### AIM OF THE TASK
Please format the lines in the entries below, starting with the line containing "cloud, your assistance would be valued." and ending with the line containing "M554 382L554 361L545", as a JSON list of strings with one string per line and no blank lines.

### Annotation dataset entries

[start]

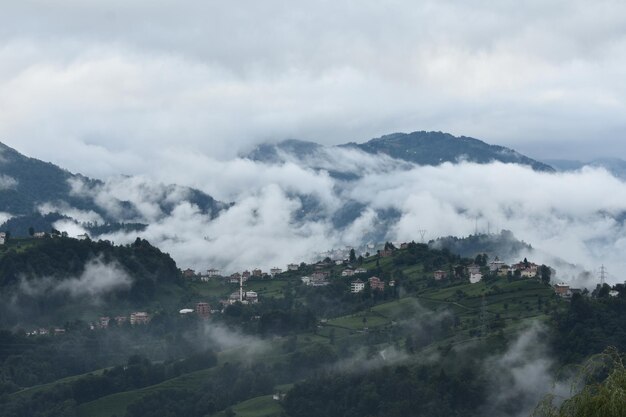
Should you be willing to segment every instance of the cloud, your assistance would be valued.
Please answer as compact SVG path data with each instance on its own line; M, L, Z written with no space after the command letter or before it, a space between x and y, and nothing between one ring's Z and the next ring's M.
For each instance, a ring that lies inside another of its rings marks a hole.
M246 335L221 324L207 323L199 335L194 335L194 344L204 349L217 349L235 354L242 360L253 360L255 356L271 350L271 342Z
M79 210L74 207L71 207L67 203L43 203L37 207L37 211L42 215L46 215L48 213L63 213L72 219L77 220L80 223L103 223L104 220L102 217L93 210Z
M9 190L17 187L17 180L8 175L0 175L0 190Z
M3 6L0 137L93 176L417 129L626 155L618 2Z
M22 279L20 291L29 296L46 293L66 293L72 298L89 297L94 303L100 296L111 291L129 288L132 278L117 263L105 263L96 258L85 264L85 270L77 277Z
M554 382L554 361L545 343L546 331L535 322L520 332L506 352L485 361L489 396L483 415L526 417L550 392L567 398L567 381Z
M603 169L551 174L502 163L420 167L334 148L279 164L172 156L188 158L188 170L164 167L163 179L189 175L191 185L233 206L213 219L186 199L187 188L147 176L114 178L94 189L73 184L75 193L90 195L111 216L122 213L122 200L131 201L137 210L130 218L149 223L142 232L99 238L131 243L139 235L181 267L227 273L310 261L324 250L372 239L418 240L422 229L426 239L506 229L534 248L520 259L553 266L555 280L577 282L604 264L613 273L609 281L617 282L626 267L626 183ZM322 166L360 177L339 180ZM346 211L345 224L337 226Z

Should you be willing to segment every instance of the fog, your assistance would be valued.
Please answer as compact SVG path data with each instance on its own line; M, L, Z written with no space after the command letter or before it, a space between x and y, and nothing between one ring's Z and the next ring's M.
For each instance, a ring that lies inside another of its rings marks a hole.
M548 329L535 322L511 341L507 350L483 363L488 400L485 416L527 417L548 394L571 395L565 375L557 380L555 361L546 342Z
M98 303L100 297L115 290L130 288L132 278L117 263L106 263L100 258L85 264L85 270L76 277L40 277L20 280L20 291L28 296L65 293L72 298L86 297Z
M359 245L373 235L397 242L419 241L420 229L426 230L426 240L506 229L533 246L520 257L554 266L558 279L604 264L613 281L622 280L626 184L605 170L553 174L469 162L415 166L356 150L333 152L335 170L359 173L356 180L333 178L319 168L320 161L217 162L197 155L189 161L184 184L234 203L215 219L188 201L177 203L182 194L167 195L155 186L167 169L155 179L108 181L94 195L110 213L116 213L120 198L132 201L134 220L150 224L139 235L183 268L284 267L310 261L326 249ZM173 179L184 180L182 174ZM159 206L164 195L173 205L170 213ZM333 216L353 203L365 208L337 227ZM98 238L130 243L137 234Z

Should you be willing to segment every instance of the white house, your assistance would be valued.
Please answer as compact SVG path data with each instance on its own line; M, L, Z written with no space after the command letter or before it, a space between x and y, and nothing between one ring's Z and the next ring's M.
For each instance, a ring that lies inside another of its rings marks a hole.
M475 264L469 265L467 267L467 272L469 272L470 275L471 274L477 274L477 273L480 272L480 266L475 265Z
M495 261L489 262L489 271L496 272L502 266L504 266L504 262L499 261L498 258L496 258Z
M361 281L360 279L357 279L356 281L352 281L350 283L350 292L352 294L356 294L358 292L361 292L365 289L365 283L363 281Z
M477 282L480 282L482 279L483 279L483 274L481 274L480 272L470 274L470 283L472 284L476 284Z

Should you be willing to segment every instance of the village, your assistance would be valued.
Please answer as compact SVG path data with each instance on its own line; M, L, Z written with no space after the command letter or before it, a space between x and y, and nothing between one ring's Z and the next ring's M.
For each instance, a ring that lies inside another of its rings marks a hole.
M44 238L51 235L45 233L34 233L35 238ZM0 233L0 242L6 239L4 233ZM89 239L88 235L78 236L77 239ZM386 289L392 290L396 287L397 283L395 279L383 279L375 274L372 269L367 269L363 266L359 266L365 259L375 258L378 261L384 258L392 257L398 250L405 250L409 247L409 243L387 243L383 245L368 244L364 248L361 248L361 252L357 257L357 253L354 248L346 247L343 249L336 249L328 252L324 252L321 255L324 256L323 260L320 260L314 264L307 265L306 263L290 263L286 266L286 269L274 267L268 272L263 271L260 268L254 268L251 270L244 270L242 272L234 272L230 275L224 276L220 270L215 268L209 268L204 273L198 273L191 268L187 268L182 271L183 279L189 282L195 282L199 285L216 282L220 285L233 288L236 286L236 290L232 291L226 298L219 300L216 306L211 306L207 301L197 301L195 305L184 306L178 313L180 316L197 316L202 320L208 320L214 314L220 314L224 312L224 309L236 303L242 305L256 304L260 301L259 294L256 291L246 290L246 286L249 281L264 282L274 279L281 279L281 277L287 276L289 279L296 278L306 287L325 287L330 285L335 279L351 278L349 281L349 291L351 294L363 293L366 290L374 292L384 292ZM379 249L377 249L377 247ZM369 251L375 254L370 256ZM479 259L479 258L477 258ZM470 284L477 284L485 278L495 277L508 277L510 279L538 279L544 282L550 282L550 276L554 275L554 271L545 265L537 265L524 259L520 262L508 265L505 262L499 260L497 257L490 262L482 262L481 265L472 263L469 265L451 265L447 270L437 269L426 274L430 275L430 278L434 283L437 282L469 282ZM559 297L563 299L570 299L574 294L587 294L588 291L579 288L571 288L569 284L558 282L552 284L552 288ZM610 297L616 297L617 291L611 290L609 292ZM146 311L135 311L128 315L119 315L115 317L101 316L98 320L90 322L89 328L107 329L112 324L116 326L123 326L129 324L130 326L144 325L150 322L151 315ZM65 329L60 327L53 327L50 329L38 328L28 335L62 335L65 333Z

[end]
[start]

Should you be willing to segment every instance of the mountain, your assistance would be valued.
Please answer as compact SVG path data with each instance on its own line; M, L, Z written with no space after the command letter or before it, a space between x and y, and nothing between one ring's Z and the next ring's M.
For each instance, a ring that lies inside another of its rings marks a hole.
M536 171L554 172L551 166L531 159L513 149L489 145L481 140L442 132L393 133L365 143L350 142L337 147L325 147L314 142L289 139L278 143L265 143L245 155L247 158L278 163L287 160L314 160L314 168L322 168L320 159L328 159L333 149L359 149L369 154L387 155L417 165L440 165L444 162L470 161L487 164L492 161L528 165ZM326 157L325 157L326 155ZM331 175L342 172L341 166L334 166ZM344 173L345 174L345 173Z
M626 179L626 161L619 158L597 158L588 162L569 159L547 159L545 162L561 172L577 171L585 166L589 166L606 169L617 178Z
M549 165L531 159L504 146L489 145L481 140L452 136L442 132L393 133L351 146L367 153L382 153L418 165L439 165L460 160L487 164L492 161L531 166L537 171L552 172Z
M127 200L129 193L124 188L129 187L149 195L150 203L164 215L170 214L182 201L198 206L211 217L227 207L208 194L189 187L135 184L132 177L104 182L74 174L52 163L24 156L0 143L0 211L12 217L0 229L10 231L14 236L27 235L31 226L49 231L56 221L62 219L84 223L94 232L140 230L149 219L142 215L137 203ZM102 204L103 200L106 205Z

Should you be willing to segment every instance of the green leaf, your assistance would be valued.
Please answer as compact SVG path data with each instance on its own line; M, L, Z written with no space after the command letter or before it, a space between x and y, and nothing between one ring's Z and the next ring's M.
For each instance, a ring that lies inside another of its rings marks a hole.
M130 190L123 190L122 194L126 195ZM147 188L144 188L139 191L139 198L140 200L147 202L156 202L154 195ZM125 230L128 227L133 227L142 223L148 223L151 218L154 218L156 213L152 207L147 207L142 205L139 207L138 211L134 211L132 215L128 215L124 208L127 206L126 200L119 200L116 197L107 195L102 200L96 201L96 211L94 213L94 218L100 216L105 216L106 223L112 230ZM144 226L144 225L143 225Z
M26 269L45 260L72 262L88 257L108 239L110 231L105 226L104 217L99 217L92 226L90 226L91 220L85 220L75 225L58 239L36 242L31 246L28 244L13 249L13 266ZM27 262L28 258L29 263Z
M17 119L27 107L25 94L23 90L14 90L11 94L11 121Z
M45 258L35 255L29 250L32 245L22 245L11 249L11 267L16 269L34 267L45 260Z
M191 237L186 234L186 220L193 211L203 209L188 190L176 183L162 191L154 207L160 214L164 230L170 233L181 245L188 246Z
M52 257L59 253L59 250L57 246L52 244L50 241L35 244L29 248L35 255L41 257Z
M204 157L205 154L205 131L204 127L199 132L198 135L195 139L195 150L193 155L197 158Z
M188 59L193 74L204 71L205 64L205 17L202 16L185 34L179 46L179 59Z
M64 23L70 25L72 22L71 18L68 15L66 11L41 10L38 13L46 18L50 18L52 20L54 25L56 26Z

[end]
[start]

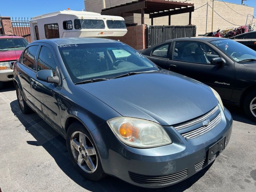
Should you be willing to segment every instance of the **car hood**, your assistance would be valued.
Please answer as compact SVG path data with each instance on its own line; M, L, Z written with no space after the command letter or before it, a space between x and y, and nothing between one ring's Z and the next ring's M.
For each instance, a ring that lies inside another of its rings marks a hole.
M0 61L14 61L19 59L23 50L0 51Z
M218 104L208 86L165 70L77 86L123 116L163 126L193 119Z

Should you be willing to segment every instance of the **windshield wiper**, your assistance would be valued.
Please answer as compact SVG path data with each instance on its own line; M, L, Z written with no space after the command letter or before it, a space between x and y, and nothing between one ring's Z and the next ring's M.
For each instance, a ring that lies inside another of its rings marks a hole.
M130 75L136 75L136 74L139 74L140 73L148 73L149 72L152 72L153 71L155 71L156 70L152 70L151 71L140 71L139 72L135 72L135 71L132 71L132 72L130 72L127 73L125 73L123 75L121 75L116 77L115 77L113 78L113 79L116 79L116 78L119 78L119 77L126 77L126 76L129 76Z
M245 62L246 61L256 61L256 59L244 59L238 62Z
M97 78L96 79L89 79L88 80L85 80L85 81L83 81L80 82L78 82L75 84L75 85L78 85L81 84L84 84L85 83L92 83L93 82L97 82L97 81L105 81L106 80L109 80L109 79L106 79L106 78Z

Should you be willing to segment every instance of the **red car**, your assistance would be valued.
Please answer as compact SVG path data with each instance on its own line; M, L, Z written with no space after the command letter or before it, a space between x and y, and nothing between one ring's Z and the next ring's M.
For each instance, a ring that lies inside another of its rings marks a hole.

[end]

### WRITTEN RESPONSE
[
  "Should you be willing to segment every instance of the cloud, your assistance would be valued.",
  "Please answer as compact SVG path data with each instance on its own line; M, L, Z written with no space after the command letter or before it, a space between x and y, and nothing between one ring's Z and the next ring's M.",
  "For each instance, a ring that lies inside another of its rings marks a hole.",
  "M246 335L221 324L207 323L199 335L194 335L194 344L204 349L217 349L235 354L242 360L253 360L255 356L271 350L271 342Z",
  "M79 210L74 207L71 207L67 203L43 203L37 207L37 211L42 215L46 215L48 213L63 213L72 219L77 220L80 223L103 223L104 220L102 217L93 210Z",
  "M9 190L17 187L17 180L8 175L0 175L0 190Z",
  "M3 6L0 137L93 176L417 129L626 155L618 2Z",
  "M22 279L20 291L29 296L46 293L66 293L72 298L89 297L94 303L100 296L111 291L129 288L132 278L117 263L105 263L96 258L85 264L85 270L77 277Z",
  "M554 382L554 361L545 343L546 331L535 322L520 332L506 352L485 361L489 396L483 415L526 417L550 392L567 398L567 381Z"
]